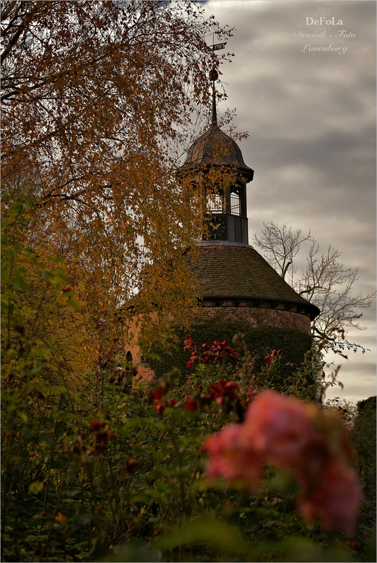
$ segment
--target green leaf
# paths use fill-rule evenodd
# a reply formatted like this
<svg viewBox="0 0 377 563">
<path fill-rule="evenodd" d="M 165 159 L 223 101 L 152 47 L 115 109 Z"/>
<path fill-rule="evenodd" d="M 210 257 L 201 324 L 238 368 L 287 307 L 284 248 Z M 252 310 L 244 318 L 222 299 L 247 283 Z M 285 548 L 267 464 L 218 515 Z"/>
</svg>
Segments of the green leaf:
<svg viewBox="0 0 377 563">
<path fill-rule="evenodd" d="M 29 493 L 32 495 L 37 495 L 43 488 L 43 483 L 40 481 L 34 481 L 29 486 Z"/>
</svg>

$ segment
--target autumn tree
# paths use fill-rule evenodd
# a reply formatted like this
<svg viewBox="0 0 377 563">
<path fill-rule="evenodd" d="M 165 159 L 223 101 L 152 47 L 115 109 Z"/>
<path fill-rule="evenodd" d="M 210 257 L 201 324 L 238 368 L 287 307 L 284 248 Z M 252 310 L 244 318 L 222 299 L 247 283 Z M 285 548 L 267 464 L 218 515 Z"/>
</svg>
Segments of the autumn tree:
<svg viewBox="0 0 377 563">
<path fill-rule="evenodd" d="M 140 311 L 184 318 L 195 291 L 183 250 L 203 210 L 175 170 L 209 109 L 219 61 L 205 36 L 229 32 L 190 0 L 16 0 L 1 19 L 5 208 L 34 198 L 30 244 L 64 257 L 94 317 L 127 315 L 142 289 Z"/>
<path fill-rule="evenodd" d="M 254 235 L 254 241 L 266 260 L 299 295 L 321 310 L 312 323 L 315 339 L 339 343 L 347 329 L 362 328 L 359 311 L 370 306 L 375 293 L 363 297 L 355 293 L 359 269 L 345 267 L 340 261 L 340 253 L 331 245 L 321 253 L 310 229 L 303 234 L 285 224 L 263 224 L 262 236 Z M 306 267 L 298 274 L 295 258 L 306 241 L 310 243 Z"/>
</svg>

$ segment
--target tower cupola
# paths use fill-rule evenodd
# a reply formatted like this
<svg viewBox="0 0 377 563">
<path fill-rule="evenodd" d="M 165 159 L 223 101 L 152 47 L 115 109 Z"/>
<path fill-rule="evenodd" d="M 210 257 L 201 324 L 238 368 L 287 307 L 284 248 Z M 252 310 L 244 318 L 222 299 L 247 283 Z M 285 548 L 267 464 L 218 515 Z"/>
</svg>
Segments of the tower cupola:
<svg viewBox="0 0 377 563">
<path fill-rule="evenodd" d="M 254 170 L 245 164 L 236 141 L 217 125 L 217 77 L 212 69 L 212 123 L 191 146 L 179 172 L 192 175 L 205 192 L 208 229 L 203 239 L 248 244 L 246 184 L 253 180 Z"/>
</svg>

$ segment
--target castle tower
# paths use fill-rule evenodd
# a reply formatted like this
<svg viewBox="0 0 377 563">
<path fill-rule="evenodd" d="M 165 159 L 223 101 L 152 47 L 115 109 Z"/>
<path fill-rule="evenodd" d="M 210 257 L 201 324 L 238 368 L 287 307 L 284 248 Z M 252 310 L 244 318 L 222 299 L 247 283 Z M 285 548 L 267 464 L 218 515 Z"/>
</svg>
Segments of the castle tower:
<svg viewBox="0 0 377 563">
<path fill-rule="evenodd" d="M 254 171 L 245 164 L 237 144 L 217 125 L 215 70 L 210 77 L 212 123 L 189 148 L 179 171 L 200 183 L 207 199 L 207 228 L 197 243 L 198 260 L 193 261 L 187 253 L 202 305 L 196 320 L 218 318 L 224 323 L 309 334 L 318 308 L 298 295 L 248 244 L 246 187 Z"/>
</svg>

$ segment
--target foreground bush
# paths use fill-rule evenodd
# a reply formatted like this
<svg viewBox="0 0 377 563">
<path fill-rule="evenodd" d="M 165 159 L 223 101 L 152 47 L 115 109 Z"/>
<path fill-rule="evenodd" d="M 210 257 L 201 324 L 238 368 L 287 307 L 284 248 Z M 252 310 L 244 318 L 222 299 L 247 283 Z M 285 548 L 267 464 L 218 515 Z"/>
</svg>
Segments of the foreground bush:
<svg viewBox="0 0 377 563">
<path fill-rule="evenodd" d="M 51 385 L 49 365 L 62 357 L 34 329 L 49 299 L 66 306 L 69 292 L 63 272 L 37 266 L 51 282 L 43 301 L 25 298 L 27 269 L 8 270 L 3 295 L 1 560 L 374 560 L 368 498 L 354 535 L 342 533 L 354 532 L 360 489 L 341 423 L 288 398 L 306 398 L 305 369 L 283 397 L 264 391 L 281 350 L 259 369 L 241 344 L 196 353 L 188 337 L 184 384 L 173 372 L 130 388 L 118 362 L 84 391 Z M 370 479 L 357 424 L 360 477 Z"/>
</svg>

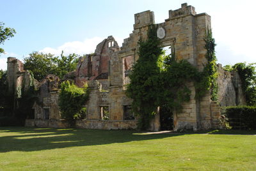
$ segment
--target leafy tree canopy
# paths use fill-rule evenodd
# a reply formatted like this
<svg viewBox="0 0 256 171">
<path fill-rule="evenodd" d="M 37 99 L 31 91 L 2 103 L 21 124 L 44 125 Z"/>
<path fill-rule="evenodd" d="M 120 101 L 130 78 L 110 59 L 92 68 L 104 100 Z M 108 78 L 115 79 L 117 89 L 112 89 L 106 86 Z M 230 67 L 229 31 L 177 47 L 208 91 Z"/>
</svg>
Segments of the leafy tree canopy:
<svg viewBox="0 0 256 171">
<path fill-rule="evenodd" d="M 16 31 L 14 29 L 4 27 L 4 23 L 0 22 L 0 45 L 3 44 L 4 41 L 9 40 L 14 36 Z M 0 48 L 0 54 L 4 52 L 3 48 Z"/>
<path fill-rule="evenodd" d="M 54 74 L 62 78 L 65 74 L 76 70 L 78 57 L 75 54 L 65 56 L 63 51 L 60 57 L 33 52 L 24 61 L 25 70 L 31 71 L 35 78 L 40 80 L 47 74 Z"/>
</svg>

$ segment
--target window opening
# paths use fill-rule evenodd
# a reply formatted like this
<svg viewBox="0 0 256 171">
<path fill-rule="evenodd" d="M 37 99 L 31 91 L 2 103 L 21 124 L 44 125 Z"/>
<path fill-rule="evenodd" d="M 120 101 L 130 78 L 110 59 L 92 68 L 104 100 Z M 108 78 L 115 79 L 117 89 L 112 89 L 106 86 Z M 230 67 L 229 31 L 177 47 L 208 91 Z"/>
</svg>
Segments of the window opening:
<svg viewBox="0 0 256 171">
<path fill-rule="evenodd" d="M 102 120 L 109 120 L 109 108 L 108 107 L 100 107 L 100 115 Z"/>
<path fill-rule="evenodd" d="M 49 108 L 44 108 L 44 119 L 50 119 L 50 110 Z"/>
<path fill-rule="evenodd" d="M 124 120 L 135 119 L 134 113 L 132 112 L 131 105 L 124 106 Z"/>
</svg>

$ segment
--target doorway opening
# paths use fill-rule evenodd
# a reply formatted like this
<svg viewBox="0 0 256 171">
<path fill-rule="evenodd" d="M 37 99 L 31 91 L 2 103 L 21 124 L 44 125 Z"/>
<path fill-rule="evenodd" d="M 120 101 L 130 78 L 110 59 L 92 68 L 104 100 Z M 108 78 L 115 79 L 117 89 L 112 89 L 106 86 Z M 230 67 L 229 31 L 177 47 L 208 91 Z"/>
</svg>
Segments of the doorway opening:
<svg viewBox="0 0 256 171">
<path fill-rule="evenodd" d="M 173 130 L 173 114 L 172 110 L 166 105 L 160 107 L 161 130 L 170 131 Z"/>
</svg>

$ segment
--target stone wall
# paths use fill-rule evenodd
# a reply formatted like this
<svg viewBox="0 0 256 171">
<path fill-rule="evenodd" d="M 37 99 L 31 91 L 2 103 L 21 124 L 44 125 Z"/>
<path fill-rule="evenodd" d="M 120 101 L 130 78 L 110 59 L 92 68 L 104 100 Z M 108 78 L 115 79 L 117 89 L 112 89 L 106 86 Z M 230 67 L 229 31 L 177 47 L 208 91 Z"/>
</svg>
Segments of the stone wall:
<svg viewBox="0 0 256 171">
<path fill-rule="evenodd" d="M 218 64 L 218 101 L 221 107 L 245 105 L 245 97 L 237 71 L 226 71 Z"/>
<path fill-rule="evenodd" d="M 130 81 L 127 76 L 131 66 L 139 58 L 138 40 L 147 38 L 148 27 L 152 24 L 156 24 L 157 27 L 157 36 L 163 47 L 170 46 L 172 51 L 175 52 L 177 60 L 186 59 L 200 71 L 203 70 L 207 63 L 205 57 L 206 50 L 204 48 L 204 37 L 206 30 L 211 29 L 209 15 L 205 13 L 196 14 L 195 8 L 188 6 L 186 3 L 182 4 L 179 9 L 170 10 L 168 19 L 159 24 L 155 24 L 152 11 L 136 13 L 134 15 L 134 30 L 129 38 L 124 40 L 121 48 L 114 38 L 109 36 L 97 46 L 95 53 L 80 58 L 74 73 L 75 83 L 79 87 L 87 83 L 90 94 L 89 101 L 86 103 L 84 102 L 88 112 L 86 119 L 77 121 L 78 128 L 136 128 L 136 119 L 125 120 L 124 115 L 127 111 L 125 112 L 124 110 L 132 102 L 131 99 L 125 96 L 125 85 Z M 12 60 L 10 59 L 10 62 Z M 14 67 L 9 71 L 13 72 L 15 70 Z M 220 65 L 218 71 L 220 105 L 243 104 L 244 98 L 238 74 L 226 72 Z M 10 76 L 9 79 L 13 78 Z M 28 120 L 27 125 L 40 127 L 61 127 L 65 125 L 63 124 L 62 120 L 60 120 L 58 91 L 51 91 L 51 85 L 55 85 L 54 83 L 48 79 L 40 84 L 40 101 L 34 105 L 36 119 L 34 121 Z M 181 111 L 172 111 L 174 130 L 218 128 L 220 105 L 211 101 L 209 91 L 200 100 L 196 99 L 193 83 L 188 82 L 186 86 L 191 91 L 190 100 L 182 104 Z M 10 84 L 10 86 L 15 86 Z M 107 121 L 102 117 L 102 107 L 108 108 Z M 48 112 L 47 108 L 50 119 L 45 119 Z M 157 114 L 150 123 L 150 130 L 157 131 L 161 128 L 161 114 Z"/>
</svg>

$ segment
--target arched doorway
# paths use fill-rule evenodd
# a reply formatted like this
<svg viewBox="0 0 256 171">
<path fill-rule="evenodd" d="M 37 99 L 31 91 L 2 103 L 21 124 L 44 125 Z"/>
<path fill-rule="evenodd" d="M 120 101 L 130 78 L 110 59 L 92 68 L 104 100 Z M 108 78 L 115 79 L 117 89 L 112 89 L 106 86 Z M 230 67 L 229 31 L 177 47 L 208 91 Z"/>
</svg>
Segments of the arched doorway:
<svg viewBox="0 0 256 171">
<path fill-rule="evenodd" d="M 172 110 L 167 105 L 163 105 L 160 107 L 159 114 L 161 130 L 173 130 L 173 114 Z"/>
</svg>

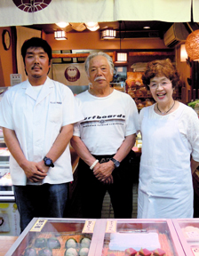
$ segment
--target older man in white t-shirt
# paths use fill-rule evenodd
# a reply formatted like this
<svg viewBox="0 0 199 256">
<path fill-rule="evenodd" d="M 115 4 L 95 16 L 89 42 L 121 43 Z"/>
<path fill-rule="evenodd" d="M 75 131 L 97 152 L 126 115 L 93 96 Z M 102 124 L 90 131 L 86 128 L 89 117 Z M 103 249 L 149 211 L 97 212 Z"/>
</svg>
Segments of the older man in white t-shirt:
<svg viewBox="0 0 199 256">
<path fill-rule="evenodd" d="M 90 54 L 85 70 L 90 89 L 76 97 L 84 120 L 75 125 L 71 140 L 81 157 L 83 216 L 100 218 L 108 191 L 115 218 L 131 218 L 133 170 L 130 158 L 138 132 L 137 107 L 130 95 L 110 87 L 114 64 L 107 54 Z"/>
</svg>

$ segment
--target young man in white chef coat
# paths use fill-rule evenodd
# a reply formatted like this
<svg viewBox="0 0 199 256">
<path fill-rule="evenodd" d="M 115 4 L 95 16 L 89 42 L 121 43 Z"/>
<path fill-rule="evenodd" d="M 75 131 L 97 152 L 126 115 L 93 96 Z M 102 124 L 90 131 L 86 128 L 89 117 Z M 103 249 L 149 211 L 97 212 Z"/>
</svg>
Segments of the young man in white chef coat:
<svg viewBox="0 0 199 256">
<path fill-rule="evenodd" d="M 52 48 L 38 37 L 21 47 L 28 79 L 4 94 L 0 125 L 12 154 L 10 172 L 21 231 L 33 217 L 63 217 L 73 180 L 68 142 L 83 119 L 72 92 L 51 80 Z"/>
</svg>

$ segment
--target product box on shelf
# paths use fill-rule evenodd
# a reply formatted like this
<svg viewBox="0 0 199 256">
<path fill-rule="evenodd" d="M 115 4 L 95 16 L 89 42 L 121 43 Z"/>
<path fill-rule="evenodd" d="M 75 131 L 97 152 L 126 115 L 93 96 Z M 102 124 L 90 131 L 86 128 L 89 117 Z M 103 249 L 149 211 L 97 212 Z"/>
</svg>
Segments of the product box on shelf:
<svg viewBox="0 0 199 256">
<path fill-rule="evenodd" d="M 104 220 L 95 256 L 185 256 L 171 220 Z"/>
<path fill-rule="evenodd" d="M 199 219 L 172 220 L 187 256 L 199 256 Z"/>
<path fill-rule="evenodd" d="M 101 220 L 34 218 L 6 256 L 94 256 Z"/>
</svg>

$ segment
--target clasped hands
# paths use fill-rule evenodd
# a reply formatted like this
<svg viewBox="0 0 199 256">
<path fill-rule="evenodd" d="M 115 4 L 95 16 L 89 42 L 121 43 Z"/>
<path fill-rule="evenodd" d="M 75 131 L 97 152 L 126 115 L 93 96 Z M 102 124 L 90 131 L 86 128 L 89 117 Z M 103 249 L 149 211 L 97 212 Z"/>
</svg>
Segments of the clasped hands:
<svg viewBox="0 0 199 256">
<path fill-rule="evenodd" d="M 98 163 L 93 168 L 93 174 L 100 181 L 105 184 L 112 184 L 114 182 L 112 175 L 114 169 L 115 165 L 112 161 Z"/>
<path fill-rule="evenodd" d="M 43 160 L 38 163 L 27 160 L 21 167 L 27 178 L 33 183 L 42 181 L 47 176 L 49 170 Z"/>
</svg>

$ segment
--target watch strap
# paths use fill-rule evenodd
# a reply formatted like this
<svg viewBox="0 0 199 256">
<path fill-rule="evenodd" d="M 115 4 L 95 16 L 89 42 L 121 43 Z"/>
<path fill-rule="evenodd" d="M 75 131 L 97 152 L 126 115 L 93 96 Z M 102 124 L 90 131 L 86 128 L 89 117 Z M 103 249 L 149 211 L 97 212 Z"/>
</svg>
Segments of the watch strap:
<svg viewBox="0 0 199 256">
<path fill-rule="evenodd" d="M 120 162 L 117 161 L 116 159 L 110 158 L 110 160 L 114 163 L 114 165 L 115 165 L 115 168 L 118 168 L 120 166 Z"/>
<path fill-rule="evenodd" d="M 54 164 L 52 162 L 52 160 L 47 156 L 44 157 L 44 164 L 48 167 L 54 167 Z M 48 163 L 49 162 L 49 163 Z"/>
</svg>

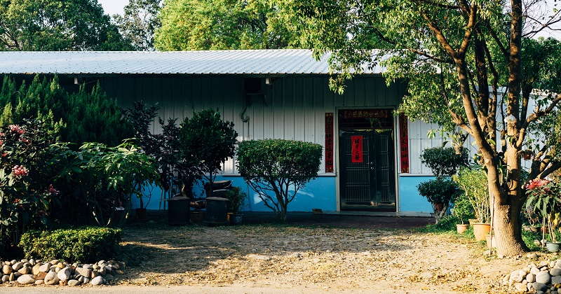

___

» Written problem
How many lines of the data above contain the string "coat"? Reply with the number alone.

» Full output
2